◆ **Texte fourni**:
+++
Telle est, dans une analyse rapide, le point de départ du mémoire n°2 ; il exclut, on le voit, les théories qui conduiraient au désœuvrement des femmes. Là-dessus, tous les témoignages de l’antiquité sont unanimes, et l’auteur s’en appuie. Dans les écrits, dans les monuments, dans la tradition, il trouve la femme employée, qu’elle soit libre ou non, à des travaux plus ou moins rudes, plus ou moins opiniâtres. La Bible, Homère, les chroniques du Moyen-âge, abondent en exemples de ce genre familiers aux moins érudits. Chez les Latins et les Grecs, le travail des femmes se renferme dans les gynécées ; chez les barbares il se retrouve dans les manses tributaires et les manses seigneuriales. Pour ces dernières existaient sous l’œil et la main des châtelaines des ateliers de femmes et de filles serves, où l’on filait et tissait la laine et le lin. De même dans les abbayes. Celle de Niederalteich avait un atelier de 22 personnes, femmes et filles ; celle de Stephansmert employait 24 serves au tissage des toiles et à la confection des vêtements. Partout l’emploi des bras, partout l’activité. Cette activité ne cesse même pas sous le régime des corporations qui semblaient devoir l’exclure. En feuilletant le Registre des métiers de Depping, on y retrouve des ateliers de femmes avec leurs attributs spéciaux des : fileresses de soie à grands fuseaux et à petits fuseaux, des ouvrières en draps de soie, des tisserandes de couvre-chef, des brouderesses, des crespinières, etc. En vain l’homme dominait-il en maître dans la corporation ; bon gré mal gré, il y avait fait une place à la femme. Il paraît même que, dans quelques corps, elle pouvait concourir aux dignités. On sait que toute corporation se donnait des chefs qui portaient les noms tantôt de maîtres du métier, tantôt de prud’hommes, tantôt d’élus ; on cite plusieurs cas où ces fonctions pouvaient être données à des femmes. Les artisans de tissus de soie, par exemple, avaient trois maîtres et trois maîtresses ; les tisserandes de couvre-chef avaient trois preud’femmes.
Ce travail des femmes dans le château, l’abbaye et la corporation, ne comportait guère que l’atelier domestique ou quelques ateliers réduits, et pourtant, au sujet des mœurs, de la tenue et du régime de ces ateliers du Moyen-âge, figurent dans les chroniques d’alors les mêmes plaintes que nous avons vues éclater à propos des ateliers de manufacture. Le mémoire n°2 a suivi période par période les traces de ce mouvement d’opinion. Ce sont des doléances qu’on dirait copiées des nôtres, d’où il faudrait conclure qu’au jugement des contemporains et dans des circonstances données, les femmes ne sont aujourd’hui ni meilleures ni pires qu’autrefois. Une autre conclusion à en tirer, c’est que, sous la forme de groupe volontaire ou de corporation fermée, l’atelier commun a toujours existé pour elles.
+++
◆ **Entrées affichées**:
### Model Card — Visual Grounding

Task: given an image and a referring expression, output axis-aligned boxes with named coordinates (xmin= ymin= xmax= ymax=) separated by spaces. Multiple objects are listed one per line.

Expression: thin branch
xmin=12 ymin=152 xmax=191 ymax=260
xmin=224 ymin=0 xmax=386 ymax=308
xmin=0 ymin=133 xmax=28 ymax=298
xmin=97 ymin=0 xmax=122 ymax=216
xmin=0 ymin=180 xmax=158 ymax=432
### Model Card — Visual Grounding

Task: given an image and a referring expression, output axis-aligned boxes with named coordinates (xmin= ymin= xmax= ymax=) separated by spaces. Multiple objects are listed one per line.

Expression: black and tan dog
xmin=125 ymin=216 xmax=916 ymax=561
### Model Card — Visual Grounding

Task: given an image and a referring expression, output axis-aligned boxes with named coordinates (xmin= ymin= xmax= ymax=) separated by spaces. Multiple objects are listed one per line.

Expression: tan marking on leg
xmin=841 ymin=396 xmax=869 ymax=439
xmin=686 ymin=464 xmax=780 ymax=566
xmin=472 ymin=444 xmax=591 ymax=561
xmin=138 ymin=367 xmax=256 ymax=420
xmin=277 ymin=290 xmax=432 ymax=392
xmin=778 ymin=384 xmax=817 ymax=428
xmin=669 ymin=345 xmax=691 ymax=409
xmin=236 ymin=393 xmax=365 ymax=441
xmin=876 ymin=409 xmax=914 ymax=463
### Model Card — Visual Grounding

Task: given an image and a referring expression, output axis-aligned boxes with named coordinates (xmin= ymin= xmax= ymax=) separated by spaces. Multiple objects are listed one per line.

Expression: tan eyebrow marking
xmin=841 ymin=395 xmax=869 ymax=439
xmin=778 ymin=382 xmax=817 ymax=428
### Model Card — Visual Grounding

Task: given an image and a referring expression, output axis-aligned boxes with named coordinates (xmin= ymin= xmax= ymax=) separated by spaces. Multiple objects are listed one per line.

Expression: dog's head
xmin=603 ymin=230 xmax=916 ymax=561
+++
◆ **Parties de l'exercice**:
A) Selon le texte sur le travail des femmes, combien de personnes travaillaient dans l'atelier de l'abbaye de Niederalteich ?
B) D'après le texte sur le travail des femmes, pourquoi faudrait-il conclure que les femmes ne sont aujourd'hui ni meilleures ni pires qu'autrefois ? Répondez en une à trois phrases.
Les entrées ne servent à rien pour cet exercice.

◆ **Réponses rédigées**:
A) L'atelier comptait 22 personnes, femmes et filles.

B) Les chroniques du Moyen-âge formulent, au sujet des mœurs, de la tenue et du régime des ateliers, les mêmes plaintes que celles qui visent aujourd'hui les ateliers de manufacture. Ces doléances semblent copiées des nôtres. On en conclut qu'au jugement des contemporains, et dans des circonstances données, les femmes n'ont pas changé.